:: THE DATA ::
- Opening Delimiter -
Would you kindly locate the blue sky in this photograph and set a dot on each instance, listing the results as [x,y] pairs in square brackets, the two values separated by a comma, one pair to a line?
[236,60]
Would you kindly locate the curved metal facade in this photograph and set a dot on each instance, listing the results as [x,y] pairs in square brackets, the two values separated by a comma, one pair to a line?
- Closing Delimiter -
- Opening Delimiter -
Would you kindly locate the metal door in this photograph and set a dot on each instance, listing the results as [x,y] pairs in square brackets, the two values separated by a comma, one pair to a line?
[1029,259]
- Closing Delimiter -
- Opening Delimiter -
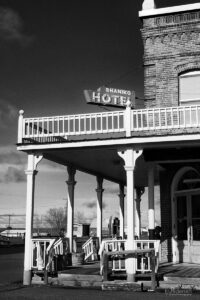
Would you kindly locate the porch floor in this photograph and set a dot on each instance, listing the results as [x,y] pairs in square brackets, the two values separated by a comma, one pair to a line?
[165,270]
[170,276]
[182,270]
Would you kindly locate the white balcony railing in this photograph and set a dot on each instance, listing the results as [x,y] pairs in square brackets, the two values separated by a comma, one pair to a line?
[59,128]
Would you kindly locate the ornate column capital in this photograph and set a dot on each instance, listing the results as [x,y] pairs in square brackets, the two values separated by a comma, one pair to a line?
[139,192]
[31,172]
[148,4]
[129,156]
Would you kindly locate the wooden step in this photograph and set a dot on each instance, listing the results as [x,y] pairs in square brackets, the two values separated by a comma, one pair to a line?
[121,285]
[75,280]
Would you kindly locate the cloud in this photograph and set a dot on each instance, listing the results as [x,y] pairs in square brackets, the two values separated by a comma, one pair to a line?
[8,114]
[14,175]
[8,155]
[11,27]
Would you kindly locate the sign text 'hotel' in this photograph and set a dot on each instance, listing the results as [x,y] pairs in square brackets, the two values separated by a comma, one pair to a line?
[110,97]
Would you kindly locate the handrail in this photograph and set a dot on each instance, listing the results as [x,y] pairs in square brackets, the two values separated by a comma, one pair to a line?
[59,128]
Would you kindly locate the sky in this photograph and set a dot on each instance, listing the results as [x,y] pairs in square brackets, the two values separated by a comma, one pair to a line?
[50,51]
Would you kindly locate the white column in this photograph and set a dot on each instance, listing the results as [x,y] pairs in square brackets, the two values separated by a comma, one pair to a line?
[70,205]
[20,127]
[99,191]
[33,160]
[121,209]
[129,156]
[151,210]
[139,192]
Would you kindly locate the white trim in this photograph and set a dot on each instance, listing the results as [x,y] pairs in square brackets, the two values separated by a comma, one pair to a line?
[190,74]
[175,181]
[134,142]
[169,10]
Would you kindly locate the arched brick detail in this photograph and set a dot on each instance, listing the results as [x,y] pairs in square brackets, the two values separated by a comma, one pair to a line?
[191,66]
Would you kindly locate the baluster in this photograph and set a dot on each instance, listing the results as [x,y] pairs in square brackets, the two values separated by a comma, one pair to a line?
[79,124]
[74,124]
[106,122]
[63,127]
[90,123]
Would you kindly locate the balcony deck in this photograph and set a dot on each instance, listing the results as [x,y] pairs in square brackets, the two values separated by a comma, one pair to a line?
- Closing Delimiter -
:: WHAT YOU NEED TO DO ::
Please, from the entries above, set down exactly the lines from the one containing "Would you kindly locate the baluster" through the one containing "Would you kindly locate the balcony", and only those.

:: OUTPUT FOR THIS EXERCISE ::
Would you kindly locate the baluster in this photograph and set a dot on each instance, listing the results as [x,y] pairs in square brackets, the two values separated by a comma, one pair to a line?
[79,124]
[74,124]
[106,122]
[63,127]
[90,123]
Would you kindly locate the balcony deck in this photograph and set a dot on each instance, listing the results as [x,y] pairs in square brackets, the two values separated by a comma, one pair to a line?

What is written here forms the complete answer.